- Segmento di testo
§ §
Il governo ad interim di Michel Temer, subentrato alla presidenza del Brasile dopo la sospensione della presidente Dilma Rousseff in seguito all’approvazione della richiesta di impeachment da parte del parlamento, ha subito mostrato la miscela di conservatorismo e austerità con cui ha intenzione di dirigere il paese. Sul versante economico ha annunciato un tetto per ridurre la spesa pubblica, tagliando i fondi per la sanità e l’educazione; e il blocco dei sussidi per i programmi di assistenza sociale. Scegliendo di ridurre i ministeri ha optato per l’eliminazione di quelli della Cultura, dell’Uguaglianza Razziale, dei Diritti Umani e delle Donne; e non c’è traccia di alcun esponente nero né di una donna nella sua squadra di governo. Da un punto di vista anche meramente simbolico, ciò è molto significativo per un paese in cui razzismo e maschilismo costituiscono una tragica realtà quotidiana. La notizia di questi giorni di uno stupro collettivo da parte di trentatré uomini ai danni di una ragazza di sedici anni, a Rio de Janeiro, è soltanto l’ultimo brutale caso di una cultura che vede la donna solo come un corpo del quale poter disporre.
Le dichiarazioni di voto del 71,54% dei membri della Camera brasiliana, durante l’interminabile seduta straordinaria che ha approvato la richiesta di impeachment di Dilma – poi confermata circa un mese dopo anche dal Senato con il 67,9% dei voti –, costituiscono una cifra esemplare per comprendere l’apparato di potere subentrato al posto del governo del Partido dos Trabalhadores: «per la mia famiglia»;«per i miei figli»; «in nome di Dio»; «per il bene della nazione»; sono stati gli eloquenti refrain usati dalla maggioranza di coloro che hanno espresso il proprio assenso a procedere; e c’è stato persino chi ha avuto l’indecenza di motivare il proprio voto appellandosi «alla memoria del colonnello Brilhante Ustra», torturatore di Dilma quando da guerrigliera combatteva la dittatura militare.
§ §
- Estratto del dataset
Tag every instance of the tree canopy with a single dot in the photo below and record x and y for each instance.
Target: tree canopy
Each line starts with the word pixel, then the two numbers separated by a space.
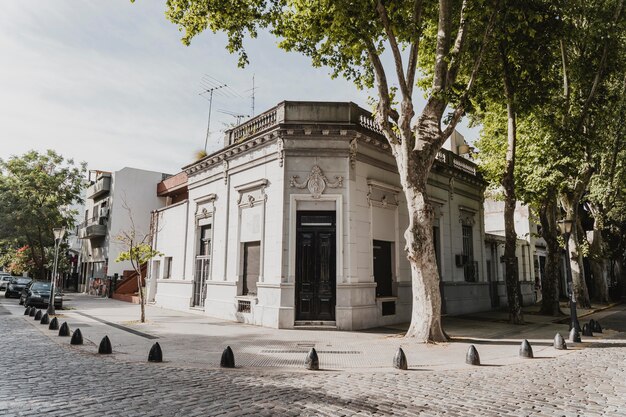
§ §
- Istruzioni esercizio
Trascrivi alla lettera il passo del testo sul governo Temer da "Le dichiarazioni di" a "la dittatura militare.".

- Esercizio svolto
Le dichiarazioni di voto del 71,54% dei membri della Camera brasiliana, durante l’interminabile seduta straordinaria che ha approvato la richiesta di impeachment di Dilma – poi confermata circa un mese dopo anche dal Senato con il 67,9% dei voti –, costituiscono una cifra esemplare per comprendere l’apparato di potere subentrato al posto del governo del Partido dos Trabalhadores: «per la mia famiglia»;«per i miei figli»; «in nome di Dio»; «per il bene della nazione»; sono stati gli eloquenti refrain usati dalla maggioranza di coloro che hanno espresso il proprio assenso a procedere; e c’è stato persino chi ha avuto l’indecenza di motivare il proprio voto appellandosi «alla memoria del colonnello Brilhante Ustra», torturatore di Dilma quando da guerrigliera combatteva la dittatura militare.